Render the lines of the listing below as a numbered list, starting at the line that contains "Target: lamp post" and ending at the line that contains "[(27, 254), (81, 218), (6, 299), (33, 239)]", both included. Give only those lines and leave out any blank lines.
::::::::
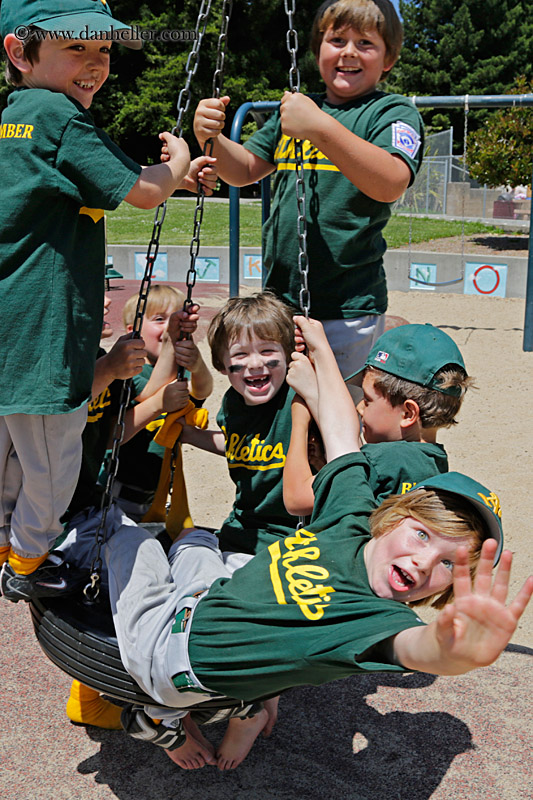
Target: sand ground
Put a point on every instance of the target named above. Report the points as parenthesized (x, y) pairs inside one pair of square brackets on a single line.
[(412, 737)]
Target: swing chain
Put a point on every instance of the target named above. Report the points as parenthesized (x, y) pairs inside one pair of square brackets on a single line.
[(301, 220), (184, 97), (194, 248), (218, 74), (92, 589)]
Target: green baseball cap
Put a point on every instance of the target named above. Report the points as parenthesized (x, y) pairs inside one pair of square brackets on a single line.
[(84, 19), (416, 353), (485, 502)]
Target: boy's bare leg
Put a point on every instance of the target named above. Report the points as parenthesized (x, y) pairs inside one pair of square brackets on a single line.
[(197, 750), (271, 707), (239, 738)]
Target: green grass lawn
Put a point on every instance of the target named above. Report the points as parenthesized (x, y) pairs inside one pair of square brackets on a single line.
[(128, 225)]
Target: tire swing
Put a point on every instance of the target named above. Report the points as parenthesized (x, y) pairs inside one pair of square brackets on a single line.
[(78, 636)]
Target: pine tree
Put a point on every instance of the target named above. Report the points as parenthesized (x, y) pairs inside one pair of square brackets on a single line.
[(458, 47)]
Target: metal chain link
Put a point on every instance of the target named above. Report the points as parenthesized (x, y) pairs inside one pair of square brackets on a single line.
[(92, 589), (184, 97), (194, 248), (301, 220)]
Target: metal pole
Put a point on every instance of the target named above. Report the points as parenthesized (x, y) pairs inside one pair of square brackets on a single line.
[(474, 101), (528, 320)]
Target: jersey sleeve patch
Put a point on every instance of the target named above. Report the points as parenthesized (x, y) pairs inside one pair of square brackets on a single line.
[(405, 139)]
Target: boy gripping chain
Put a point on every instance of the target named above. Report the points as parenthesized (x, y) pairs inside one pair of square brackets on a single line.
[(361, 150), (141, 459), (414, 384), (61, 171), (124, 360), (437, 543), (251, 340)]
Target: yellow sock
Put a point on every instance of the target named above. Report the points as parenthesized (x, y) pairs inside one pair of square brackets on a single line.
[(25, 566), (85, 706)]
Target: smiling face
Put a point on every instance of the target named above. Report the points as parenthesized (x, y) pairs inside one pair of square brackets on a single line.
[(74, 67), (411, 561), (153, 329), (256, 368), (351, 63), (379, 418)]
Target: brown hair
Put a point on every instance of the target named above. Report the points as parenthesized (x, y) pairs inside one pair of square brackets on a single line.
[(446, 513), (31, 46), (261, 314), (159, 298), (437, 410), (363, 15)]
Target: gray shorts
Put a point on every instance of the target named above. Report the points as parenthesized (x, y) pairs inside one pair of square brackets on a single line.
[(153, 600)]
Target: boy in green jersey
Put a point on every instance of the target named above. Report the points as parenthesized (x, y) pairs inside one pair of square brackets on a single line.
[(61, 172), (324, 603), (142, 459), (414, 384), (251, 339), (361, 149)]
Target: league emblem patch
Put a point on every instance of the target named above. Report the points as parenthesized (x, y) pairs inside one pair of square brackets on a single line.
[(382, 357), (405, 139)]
::::::::
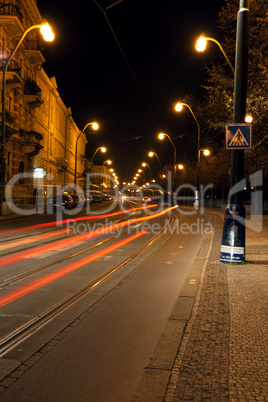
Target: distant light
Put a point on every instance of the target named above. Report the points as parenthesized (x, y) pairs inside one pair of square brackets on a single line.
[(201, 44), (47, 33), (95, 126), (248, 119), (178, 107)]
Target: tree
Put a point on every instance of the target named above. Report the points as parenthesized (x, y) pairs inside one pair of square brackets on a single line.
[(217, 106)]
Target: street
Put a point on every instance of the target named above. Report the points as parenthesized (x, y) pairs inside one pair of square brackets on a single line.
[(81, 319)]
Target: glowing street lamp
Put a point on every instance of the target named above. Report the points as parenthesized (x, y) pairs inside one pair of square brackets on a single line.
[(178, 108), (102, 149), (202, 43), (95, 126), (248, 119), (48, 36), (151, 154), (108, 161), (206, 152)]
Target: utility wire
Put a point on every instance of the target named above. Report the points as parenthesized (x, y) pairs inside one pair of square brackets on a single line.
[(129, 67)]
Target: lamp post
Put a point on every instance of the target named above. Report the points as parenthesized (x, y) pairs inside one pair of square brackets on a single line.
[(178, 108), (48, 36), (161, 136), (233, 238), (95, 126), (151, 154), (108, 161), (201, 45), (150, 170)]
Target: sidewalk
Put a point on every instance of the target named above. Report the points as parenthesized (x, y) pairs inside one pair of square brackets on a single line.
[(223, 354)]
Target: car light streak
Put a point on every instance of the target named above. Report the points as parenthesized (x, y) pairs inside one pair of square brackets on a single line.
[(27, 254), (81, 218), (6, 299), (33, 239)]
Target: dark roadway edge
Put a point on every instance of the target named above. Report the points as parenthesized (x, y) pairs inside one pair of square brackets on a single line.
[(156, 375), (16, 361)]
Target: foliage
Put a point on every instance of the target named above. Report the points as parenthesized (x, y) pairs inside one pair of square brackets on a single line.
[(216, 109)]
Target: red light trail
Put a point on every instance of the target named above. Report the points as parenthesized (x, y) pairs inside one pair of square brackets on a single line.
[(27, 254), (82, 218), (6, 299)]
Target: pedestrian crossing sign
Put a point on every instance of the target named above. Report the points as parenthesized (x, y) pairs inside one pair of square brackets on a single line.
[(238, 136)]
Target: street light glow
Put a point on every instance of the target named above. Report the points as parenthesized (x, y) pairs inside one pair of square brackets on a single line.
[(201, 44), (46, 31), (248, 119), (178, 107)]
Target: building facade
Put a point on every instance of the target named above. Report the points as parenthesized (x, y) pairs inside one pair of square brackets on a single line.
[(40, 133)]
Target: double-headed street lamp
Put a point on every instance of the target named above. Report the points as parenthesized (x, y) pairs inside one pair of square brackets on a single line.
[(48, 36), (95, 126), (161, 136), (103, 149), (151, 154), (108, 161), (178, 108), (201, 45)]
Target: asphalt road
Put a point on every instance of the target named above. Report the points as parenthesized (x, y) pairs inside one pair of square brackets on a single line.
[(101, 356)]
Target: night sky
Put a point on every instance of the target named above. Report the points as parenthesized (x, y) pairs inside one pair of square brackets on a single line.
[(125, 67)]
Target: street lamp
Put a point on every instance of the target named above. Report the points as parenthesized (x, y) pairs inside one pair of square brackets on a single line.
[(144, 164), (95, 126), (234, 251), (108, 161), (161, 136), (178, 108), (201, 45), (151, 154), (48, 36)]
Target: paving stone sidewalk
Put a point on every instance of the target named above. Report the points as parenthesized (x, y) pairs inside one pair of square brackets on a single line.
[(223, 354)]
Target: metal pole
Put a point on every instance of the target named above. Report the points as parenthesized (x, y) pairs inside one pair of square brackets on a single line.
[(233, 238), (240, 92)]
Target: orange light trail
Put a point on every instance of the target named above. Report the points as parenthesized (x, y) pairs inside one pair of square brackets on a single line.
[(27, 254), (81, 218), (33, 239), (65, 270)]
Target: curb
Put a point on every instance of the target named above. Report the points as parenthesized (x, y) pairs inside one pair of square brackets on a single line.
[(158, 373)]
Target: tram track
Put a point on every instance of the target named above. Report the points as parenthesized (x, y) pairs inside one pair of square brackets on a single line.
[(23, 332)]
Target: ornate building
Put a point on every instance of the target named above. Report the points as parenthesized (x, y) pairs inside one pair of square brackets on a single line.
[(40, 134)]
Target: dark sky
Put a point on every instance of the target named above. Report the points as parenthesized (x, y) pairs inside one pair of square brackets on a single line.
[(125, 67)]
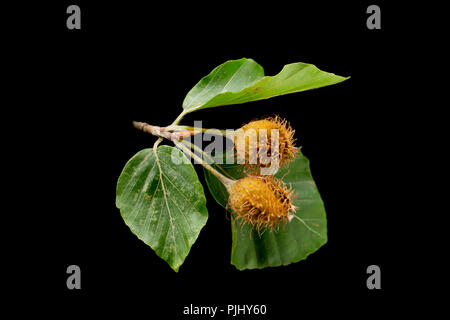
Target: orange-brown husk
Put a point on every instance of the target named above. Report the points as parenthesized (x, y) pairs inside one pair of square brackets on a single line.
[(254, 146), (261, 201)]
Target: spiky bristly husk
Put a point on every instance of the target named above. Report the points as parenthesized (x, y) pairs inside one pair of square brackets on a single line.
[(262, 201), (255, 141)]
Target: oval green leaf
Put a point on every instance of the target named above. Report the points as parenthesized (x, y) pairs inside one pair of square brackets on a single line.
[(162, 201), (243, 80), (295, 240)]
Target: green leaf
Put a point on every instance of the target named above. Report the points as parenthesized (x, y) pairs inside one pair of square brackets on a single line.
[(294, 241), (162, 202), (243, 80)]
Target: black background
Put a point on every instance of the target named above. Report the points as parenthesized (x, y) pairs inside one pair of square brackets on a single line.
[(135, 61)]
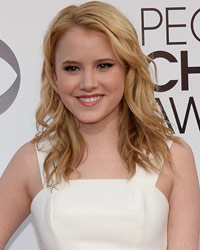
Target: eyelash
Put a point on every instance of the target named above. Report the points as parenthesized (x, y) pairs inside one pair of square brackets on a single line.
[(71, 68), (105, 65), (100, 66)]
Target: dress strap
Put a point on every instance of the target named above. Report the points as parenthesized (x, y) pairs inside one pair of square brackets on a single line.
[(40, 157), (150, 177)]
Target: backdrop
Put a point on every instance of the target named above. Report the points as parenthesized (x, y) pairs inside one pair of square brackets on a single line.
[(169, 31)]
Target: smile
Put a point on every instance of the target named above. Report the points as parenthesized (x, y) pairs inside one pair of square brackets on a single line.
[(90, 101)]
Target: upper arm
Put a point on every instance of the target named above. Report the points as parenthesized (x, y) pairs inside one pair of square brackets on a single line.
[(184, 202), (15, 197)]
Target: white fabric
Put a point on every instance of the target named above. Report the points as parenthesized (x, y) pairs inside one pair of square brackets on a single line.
::::::::
# Task result
1. Target: lamp post
2. Put a point on every instance of the target named above. Report the points as parenthesized (x, y) pairs inside one pair of square brackets on a single line.
3. [(178, 108), (48, 36), (161, 136), (233, 238), (95, 126), (151, 154), (108, 161), (201, 45), (150, 170)]
4. Target: sidewalk
5. Put a point on every instance of the target named above. Report the points as parenthesized (x, y) pairs inside one pair of square brackets on a single line.
6. [(223, 354)]
7. Target: car light streak
8. Put a point on every instance of the target named above. Report the points as parenthesized (x, y) pairs inside one pair of square brackets on a single line.
9. [(27, 254), (81, 218), (6, 299), (33, 239)]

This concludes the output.